• _Exercise tasks_
- A) Summarize the passage on adjusting for covariates in two sentences.
- B) According to the passage on adjusting for covariates, what value is given to the first element of the weight vector w_CP?
- C) Write the next part of the passage on adjusting for covariates, picking up with the fourth step of the covariate projection.

• _Reading text_
++++++++
The outcome is adjusted for the covariates by using the residuals e_y in further analysis (Aadland et al., 2019).

Alternatively, the explanatory variables can be adjusted for the covariates. For each explanatory variable x_i, one calculates

$${\mathbf{x}}_{{\text{i}}} = {\mathbf{Zb}}_{{{\text{Z}},{\text{xi}}}} + {\mathbf{e}}_{{{\text{x}},{\text{i}}}} \left\{ {{\text{i}} = {1},{ 2}, \, \ldots ,{\text{M}}} \right\}$$

(1b)

and the residuals e_x,i are used as explanatory variables in subsequent analyses.

Traditionally, MLR is used to calculate the regression vectors from Eqs. (1a) and (1b) needed to adjust either the outcome, the explanatory variables or both for covariates. If the covariates possess linear dependency, the calculation of a Moore–Penrose inverse (Rao & Mitra, 1971) represents a solution to relate the covariates to the outcome or the explanatory variables:

$${\mathbf{b}}_{{{\text{Z}},{\text{y}}}} = {\mathbf{Z}}^{ - } {\mathbf{y}}$$

(2a)

$${\mathbf{B}}_{{{\text{Z}},{\text{X}}}} = {\mathbf{Z}}^{ - } {\mathbf{X}}$$

(2b)

Superscript—implies the Moore–Penrose inverse, i.e. Z⁻ = (Z^TZ)⁻¹Z^T. As shown by Rajalahti et al., (2021a, 2021b), PCA can be used for handling the situation posed by linear dependent covariates but other projection methods such as partial least (PLS) are available. We will now explore some of the possibilities.

By using a general projection algorithm (Kvalheim, 1987; Rajalahti & Kvalheim, 2011), it is possible to eliminate the influence of covariates on both the outcome y and the explanatory variables X simultaneously. For didactic reasons, we first consider the trivial case for a single covariate z. Collect the column-centred vectors z and y for the covariate and the outcome, respectively, and the column-centred matrix X in the augmented matrix X_aug = [z y X].

A covariate projection (CP) to assess and adjust for a single covariate consists of four steps:

i.
define the CP through a weight vector w_CP with all elements equal to zero except the element corresponding to the position of the covariate in X_aug, i.e., the first element of w_CP which is given the value one.
ii.
calculate the CP score vector t_CP = X_augw_CP. For the case of a single covariate t_CP = z.
iii.
calculate the CP loading vector p_CP^T = t_CP^TX_aug/(t_CP^Tt_CP)
iv.
++++++++
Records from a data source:
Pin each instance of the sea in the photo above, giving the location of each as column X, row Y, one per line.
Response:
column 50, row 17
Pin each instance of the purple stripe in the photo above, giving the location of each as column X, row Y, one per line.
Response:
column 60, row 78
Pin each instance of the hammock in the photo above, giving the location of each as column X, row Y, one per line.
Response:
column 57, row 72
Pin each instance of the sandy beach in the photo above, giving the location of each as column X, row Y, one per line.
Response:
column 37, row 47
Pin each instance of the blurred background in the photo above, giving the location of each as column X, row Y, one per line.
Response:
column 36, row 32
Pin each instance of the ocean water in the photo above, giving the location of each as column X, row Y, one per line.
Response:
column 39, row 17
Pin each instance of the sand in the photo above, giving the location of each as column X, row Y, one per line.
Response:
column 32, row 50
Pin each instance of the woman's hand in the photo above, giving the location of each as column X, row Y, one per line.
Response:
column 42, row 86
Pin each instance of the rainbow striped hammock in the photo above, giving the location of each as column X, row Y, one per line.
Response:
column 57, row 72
++++++++
• _Expected outputs_
- A) The outcome or the explanatory variables can be adjusted for covariates by regressing them on the covariates and using the residuals in further analysis, with a Moore–Penrose inverse offering a solution when the covariates are linearly dependent. A general projection algorithm can remove the influence of covariates on the outcome and the explanatory variables at the same time, and for a single covariate this covariate projection consists of four steps.

- B) It is given the value one.

- C)
obtain the adjusted augmented residual matrix as E_aug = X_aug – t_CPp_CP^T

The column in the residual matrix E_aug corresponding to the outcome variable is e_y = y − y(z^Ty)/(z^Tz) which is exactly the residuals of y obtained by regressing the outcome on the covariate. Similarly, the residual vectors of the x-variables after CP on the covariate are e_x,i = x_i − x_i(z^Tx_i)/(z^Tz) for i = 1,2, …,M. The column in E_aug representing the residuals of the covariate after CP, is a column vector where all elements are zero, e_z = z − z(z^Tz)/(z^Tz) = 0. Thus, for a single covariate, the residual matrix E_aug contains the adjusted (“net”) outcome and explanatory variables and a column of zeros for the covariate.

Generalization to several covariates not being linearly dependent, is straightforward: Add one column for each covariate to obtain the matrix [Z y X]. After CP for the first covariate, repeat the CP procedure on the resulting residual matrices E_aug. This procedure continues for the updated residual matrix resulting from repeating steps i–iv in the algorithm above until every covariate has been used in the CP algorithm. After this procedure, the elements in E_aug are zero for all the covariates and contain adjusted outcome and explanatory variables from which we can calculate net association patterns between outcome and explanatory variables by regression.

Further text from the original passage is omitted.